── Material provided ──

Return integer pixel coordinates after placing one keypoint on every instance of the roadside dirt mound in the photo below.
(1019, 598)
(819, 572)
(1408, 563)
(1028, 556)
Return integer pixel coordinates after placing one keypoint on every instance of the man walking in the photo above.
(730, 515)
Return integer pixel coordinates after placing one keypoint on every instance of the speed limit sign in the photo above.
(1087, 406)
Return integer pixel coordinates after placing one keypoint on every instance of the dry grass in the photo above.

───

What this task involves: Edit the items above so that every "keypoint" becomes "marker", keeping all other text the same.

Answer to the problem:
Return integer pixel coordinates after placing one marker on every instance of the roadside dirt mound in the photo below.
(1019, 598)
(819, 572)
(1408, 563)
(1028, 556)
Return integer pixel coordinates after placing one marker on every instance of the man walking in the photo above.
(730, 515)
Return integer pixel coordinates after placing one marker on every instance of the speed limit sign in the photo above.
(1087, 406)
Return integer pixel coordinates after placing one marker on every instance of the dry grass in the photo above.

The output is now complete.